» **SUPPLIED MATERIAL**:

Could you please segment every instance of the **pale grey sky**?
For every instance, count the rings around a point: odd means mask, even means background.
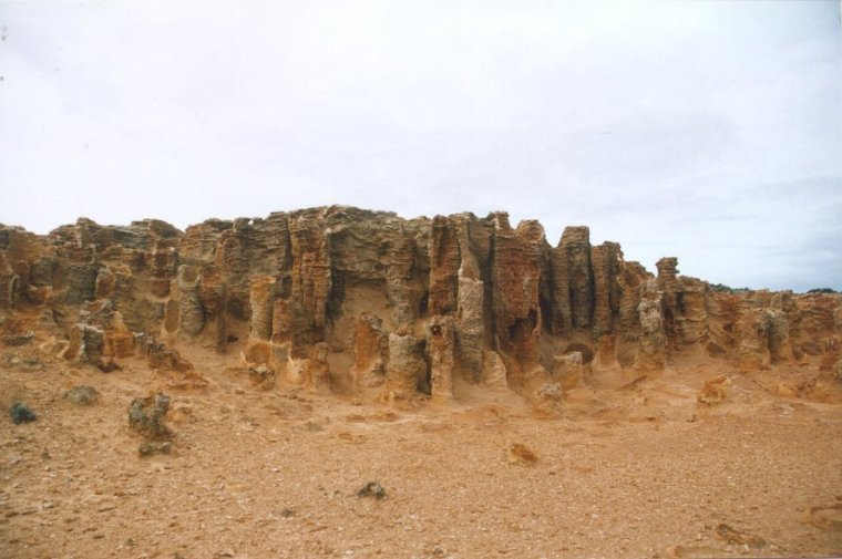
[[[507,210],[842,289],[840,2],[2,2],[0,222]]]

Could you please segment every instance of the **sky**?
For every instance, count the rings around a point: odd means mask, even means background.
[[[840,2],[0,2],[0,222],[509,211],[842,290]]]

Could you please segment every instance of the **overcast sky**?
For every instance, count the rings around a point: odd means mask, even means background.
[[[0,3],[0,222],[506,210],[842,289],[840,2]]]

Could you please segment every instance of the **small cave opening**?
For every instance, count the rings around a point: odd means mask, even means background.
[[[512,343],[525,342],[532,335],[537,323],[537,312],[535,309],[530,309],[526,318],[515,319],[514,323],[509,327],[509,340]]]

» **WHAT NEEDS TO BE DONE**: Copy every line of the records above word for word, leaving out the pictures.

» **WRITTEN ANSWER**:
Could you please segment every instance of the **pale grey sky**?
For every instance, count the rings around a point: odd means mask, even means background.
[[[507,210],[842,289],[840,2],[2,2],[0,222]]]

Could you please segment every instance of the **sky**?
For every instance, count the rings around a point: odd means mask, even means background.
[[[840,2],[0,2],[0,222],[509,211],[842,290]]]

Could you please segment every instance of the **overcast sky**?
For every instance, count the rings around a point: odd means mask, even means background.
[[[0,3],[0,222],[506,210],[842,289],[840,2]]]

Could you please segment every instance of the **small cave opening**?
For every instance, count the rings around a point: odd means mask, even means background.
[[[512,343],[525,342],[532,335],[537,323],[537,312],[535,309],[530,309],[526,318],[515,319],[514,323],[509,327],[509,340]]]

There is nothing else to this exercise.